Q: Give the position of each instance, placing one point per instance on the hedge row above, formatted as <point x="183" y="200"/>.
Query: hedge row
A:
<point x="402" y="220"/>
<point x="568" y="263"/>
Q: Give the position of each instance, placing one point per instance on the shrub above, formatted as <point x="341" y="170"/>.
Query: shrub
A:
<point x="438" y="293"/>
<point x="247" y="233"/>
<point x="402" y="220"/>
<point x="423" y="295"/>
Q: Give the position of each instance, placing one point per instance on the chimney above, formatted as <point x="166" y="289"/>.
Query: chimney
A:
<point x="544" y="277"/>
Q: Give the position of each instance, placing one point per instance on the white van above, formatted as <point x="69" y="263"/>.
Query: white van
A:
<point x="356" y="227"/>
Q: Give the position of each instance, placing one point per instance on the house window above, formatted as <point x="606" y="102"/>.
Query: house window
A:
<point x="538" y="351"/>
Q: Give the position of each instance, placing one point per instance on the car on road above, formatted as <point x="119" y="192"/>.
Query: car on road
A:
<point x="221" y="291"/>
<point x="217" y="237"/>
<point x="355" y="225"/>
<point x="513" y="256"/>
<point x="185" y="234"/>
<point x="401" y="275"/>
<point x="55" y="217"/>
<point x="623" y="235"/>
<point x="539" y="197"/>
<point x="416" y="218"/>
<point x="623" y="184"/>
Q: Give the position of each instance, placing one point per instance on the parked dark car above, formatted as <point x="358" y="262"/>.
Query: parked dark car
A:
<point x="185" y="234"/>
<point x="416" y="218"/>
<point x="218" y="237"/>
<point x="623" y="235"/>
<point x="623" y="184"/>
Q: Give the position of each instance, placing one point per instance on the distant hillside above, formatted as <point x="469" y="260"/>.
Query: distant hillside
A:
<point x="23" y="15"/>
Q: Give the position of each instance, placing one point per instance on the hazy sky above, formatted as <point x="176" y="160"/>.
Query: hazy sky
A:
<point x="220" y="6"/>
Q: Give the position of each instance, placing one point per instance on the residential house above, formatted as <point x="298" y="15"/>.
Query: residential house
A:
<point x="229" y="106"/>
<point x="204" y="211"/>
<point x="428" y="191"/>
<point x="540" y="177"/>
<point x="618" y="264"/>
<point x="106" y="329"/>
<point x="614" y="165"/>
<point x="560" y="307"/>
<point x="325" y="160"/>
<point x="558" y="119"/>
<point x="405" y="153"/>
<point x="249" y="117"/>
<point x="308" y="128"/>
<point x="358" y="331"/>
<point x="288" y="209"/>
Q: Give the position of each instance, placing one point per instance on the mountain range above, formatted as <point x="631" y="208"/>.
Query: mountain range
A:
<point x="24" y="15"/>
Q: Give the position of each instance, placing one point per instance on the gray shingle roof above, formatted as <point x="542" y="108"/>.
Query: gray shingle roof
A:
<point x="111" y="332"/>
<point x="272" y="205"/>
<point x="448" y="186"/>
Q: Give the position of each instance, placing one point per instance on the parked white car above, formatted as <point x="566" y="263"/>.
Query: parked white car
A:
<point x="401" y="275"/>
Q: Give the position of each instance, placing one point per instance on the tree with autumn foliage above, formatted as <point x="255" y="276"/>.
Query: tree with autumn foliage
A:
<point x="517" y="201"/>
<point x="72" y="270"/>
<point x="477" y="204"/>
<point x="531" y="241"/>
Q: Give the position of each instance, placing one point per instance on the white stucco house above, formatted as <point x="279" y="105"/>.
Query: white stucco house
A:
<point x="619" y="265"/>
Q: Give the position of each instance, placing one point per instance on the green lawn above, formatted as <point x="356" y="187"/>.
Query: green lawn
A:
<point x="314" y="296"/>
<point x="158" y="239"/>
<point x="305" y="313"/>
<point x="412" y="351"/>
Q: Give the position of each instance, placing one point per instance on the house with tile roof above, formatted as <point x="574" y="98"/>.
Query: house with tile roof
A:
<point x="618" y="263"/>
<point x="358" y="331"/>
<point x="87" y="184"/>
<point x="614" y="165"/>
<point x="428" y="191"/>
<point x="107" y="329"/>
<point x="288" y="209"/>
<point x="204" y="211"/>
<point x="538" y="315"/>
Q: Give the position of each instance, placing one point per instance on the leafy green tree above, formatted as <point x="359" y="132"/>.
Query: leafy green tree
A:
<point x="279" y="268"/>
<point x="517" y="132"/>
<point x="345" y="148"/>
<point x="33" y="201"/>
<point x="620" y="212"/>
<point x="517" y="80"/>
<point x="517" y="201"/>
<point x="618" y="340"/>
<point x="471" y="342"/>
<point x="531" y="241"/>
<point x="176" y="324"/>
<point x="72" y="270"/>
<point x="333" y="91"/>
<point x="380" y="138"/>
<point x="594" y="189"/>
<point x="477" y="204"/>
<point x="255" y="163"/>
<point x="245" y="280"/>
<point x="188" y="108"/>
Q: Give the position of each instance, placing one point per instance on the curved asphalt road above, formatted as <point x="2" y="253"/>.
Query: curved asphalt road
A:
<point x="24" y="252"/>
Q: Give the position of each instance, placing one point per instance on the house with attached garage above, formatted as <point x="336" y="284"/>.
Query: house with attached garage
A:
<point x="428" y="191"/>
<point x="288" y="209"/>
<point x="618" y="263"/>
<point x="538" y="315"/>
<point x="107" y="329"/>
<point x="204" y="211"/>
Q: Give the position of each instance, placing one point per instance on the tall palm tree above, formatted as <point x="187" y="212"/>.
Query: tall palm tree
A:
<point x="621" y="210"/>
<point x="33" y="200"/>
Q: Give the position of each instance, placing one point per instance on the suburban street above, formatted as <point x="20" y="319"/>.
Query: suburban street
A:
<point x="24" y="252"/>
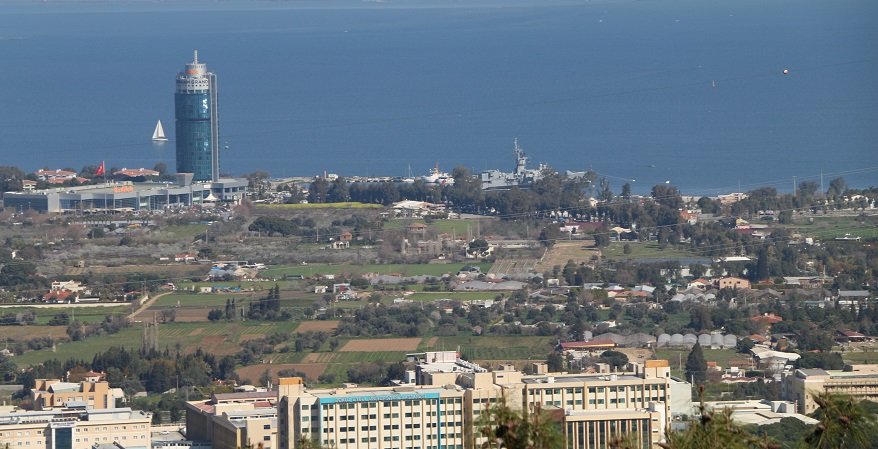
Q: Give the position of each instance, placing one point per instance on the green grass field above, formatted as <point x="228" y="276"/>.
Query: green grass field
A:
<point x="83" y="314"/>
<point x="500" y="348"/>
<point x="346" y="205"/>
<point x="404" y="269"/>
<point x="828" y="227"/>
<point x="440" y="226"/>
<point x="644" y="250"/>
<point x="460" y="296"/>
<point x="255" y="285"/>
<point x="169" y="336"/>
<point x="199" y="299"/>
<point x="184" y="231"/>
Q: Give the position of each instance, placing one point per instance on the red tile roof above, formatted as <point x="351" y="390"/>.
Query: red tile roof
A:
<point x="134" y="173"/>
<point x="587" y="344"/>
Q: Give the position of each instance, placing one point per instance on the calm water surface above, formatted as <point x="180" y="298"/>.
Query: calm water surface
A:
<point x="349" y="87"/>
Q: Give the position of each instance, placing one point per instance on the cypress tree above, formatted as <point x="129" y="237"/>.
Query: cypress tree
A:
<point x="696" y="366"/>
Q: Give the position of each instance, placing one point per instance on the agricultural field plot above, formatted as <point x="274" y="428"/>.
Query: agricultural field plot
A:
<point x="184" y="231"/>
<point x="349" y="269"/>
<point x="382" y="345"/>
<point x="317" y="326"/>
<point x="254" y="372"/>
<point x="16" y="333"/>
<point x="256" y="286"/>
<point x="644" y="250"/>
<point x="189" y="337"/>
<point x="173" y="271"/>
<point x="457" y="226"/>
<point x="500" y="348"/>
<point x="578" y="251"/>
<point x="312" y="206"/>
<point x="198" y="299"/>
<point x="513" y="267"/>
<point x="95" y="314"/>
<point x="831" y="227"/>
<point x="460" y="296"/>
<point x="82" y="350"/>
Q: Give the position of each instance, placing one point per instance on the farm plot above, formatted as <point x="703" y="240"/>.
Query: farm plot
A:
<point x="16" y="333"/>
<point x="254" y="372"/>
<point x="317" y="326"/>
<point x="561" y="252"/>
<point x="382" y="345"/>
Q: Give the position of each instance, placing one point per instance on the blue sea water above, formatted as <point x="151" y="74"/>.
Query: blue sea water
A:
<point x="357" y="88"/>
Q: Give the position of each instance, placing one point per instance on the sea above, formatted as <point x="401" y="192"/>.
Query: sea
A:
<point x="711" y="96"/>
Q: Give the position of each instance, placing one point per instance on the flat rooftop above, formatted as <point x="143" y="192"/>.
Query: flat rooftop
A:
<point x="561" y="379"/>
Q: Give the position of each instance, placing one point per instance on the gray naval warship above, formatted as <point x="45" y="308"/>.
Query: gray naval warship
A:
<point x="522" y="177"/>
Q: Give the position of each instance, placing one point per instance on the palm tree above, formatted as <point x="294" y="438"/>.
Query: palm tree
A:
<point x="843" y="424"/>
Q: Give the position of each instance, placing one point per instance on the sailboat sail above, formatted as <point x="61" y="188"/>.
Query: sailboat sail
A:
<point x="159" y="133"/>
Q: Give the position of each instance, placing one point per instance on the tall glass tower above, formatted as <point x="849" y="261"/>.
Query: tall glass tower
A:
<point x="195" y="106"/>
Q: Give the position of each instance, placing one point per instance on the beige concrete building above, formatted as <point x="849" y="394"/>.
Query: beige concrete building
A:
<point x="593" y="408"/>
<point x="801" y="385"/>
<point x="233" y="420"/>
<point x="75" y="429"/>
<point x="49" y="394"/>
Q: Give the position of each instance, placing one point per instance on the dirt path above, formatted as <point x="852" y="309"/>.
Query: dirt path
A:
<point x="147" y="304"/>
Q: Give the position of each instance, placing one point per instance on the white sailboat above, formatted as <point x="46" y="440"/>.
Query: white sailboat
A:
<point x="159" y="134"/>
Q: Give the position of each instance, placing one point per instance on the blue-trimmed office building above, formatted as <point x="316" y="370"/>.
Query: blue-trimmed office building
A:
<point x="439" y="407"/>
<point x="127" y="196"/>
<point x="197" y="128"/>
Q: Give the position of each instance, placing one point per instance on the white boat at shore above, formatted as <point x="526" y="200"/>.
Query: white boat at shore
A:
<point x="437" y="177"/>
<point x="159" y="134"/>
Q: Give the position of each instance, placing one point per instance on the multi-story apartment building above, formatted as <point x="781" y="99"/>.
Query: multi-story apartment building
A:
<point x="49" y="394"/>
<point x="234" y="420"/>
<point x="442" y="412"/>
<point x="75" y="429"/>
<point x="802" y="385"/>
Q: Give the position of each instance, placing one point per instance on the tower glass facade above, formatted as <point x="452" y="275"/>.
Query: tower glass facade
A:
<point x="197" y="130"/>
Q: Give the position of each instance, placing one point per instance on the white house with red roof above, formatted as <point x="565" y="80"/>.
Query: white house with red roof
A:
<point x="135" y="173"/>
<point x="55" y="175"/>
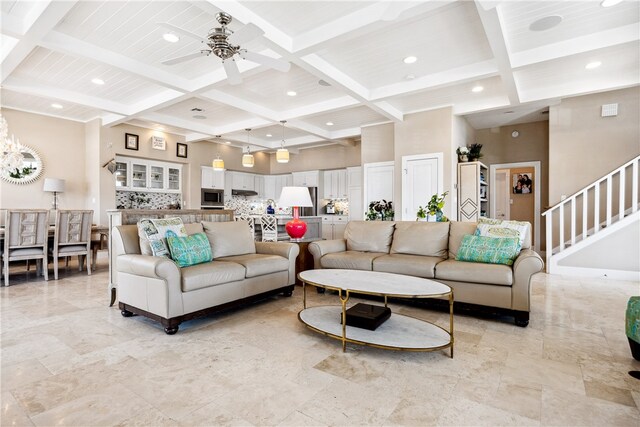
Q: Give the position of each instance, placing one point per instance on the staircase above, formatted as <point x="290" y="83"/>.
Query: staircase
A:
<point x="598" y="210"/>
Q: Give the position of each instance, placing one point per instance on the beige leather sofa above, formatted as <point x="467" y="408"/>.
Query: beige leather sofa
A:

:::::

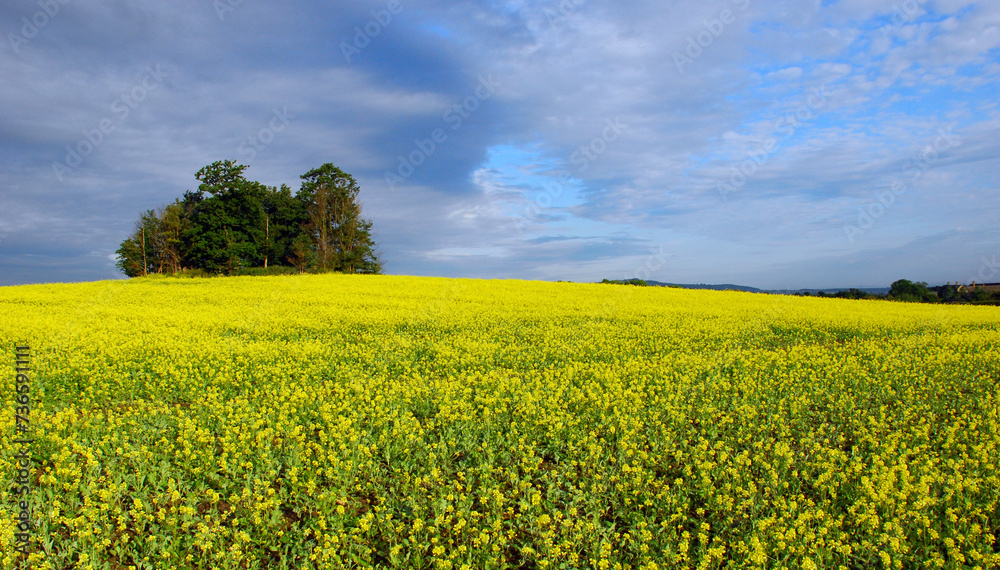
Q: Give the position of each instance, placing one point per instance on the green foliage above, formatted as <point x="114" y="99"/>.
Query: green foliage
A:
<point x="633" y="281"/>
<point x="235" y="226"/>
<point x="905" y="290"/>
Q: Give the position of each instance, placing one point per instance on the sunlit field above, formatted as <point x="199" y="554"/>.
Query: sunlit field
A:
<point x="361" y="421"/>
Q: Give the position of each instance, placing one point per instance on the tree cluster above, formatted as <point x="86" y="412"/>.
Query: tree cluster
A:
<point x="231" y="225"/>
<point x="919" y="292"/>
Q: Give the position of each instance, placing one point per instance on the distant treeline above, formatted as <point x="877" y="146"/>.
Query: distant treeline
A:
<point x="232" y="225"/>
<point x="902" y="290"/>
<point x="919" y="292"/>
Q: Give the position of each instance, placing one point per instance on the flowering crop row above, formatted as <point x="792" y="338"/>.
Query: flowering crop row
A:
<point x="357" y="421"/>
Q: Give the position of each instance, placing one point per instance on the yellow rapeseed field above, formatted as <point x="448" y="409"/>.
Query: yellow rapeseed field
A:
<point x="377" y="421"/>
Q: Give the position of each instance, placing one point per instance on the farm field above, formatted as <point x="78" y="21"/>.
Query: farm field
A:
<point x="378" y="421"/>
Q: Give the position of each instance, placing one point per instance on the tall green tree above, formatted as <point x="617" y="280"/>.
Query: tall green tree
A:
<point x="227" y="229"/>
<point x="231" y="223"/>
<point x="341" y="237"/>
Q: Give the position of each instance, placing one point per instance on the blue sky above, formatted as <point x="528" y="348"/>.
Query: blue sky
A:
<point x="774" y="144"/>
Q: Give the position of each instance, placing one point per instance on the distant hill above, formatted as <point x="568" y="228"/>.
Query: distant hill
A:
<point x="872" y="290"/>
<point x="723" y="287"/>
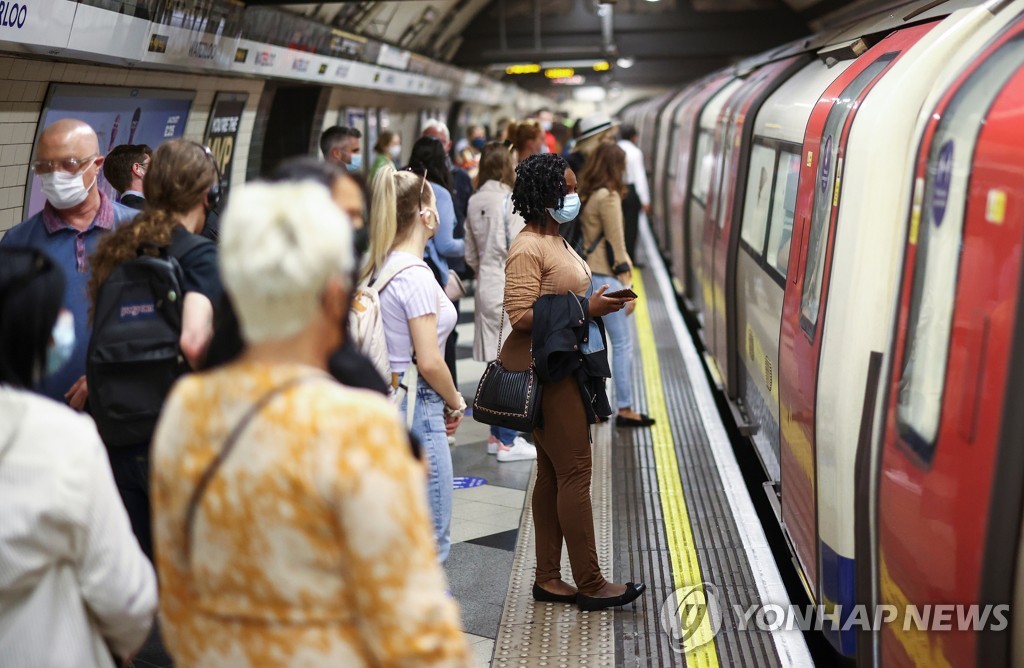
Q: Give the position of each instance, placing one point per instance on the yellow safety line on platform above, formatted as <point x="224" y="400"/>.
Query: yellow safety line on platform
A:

:::::

Beginning with the line containing "instance on the car" and ending with the line containing "Query: residential house", extract those lines exactly from the listing above, and only those.

_REPLY_
Q: Give the position of each instance, placing one point per instance on the car on road above, formatted as <point x="119" y="192"/>.
Query: car on road
A:
<point x="221" y="291"/>
<point x="217" y="237"/>
<point x="355" y="225"/>
<point x="513" y="256"/>
<point x="185" y="234"/>
<point x="401" y="275"/>
<point x="55" y="217"/>
<point x="623" y="235"/>
<point x="539" y="197"/>
<point x="416" y="218"/>
<point x="623" y="184"/>
Q: Give the position of each instance, placing one point per instance on the parked dark car above, formatted as <point x="358" y="262"/>.
Query: parked dark car
A:
<point x="185" y="234"/>
<point x="416" y="218"/>
<point x="218" y="237"/>
<point x="623" y="235"/>
<point x="623" y="184"/>
Q: Give the position of each instance, placing one point per instance on the distant hillside above, formatted as <point x="469" y="260"/>.
Query: distant hillside
A:
<point x="23" y="15"/>
Q: Give the position of each instance, placing one point per instance on the hazy sky above, formatted as <point x="176" y="160"/>.
Query: hazy sky
A:
<point x="220" y="6"/>
Q: Give the position of each instance, placing one point per instance on the residential house above, formatted as <point x="298" y="15"/>.
Query: residential house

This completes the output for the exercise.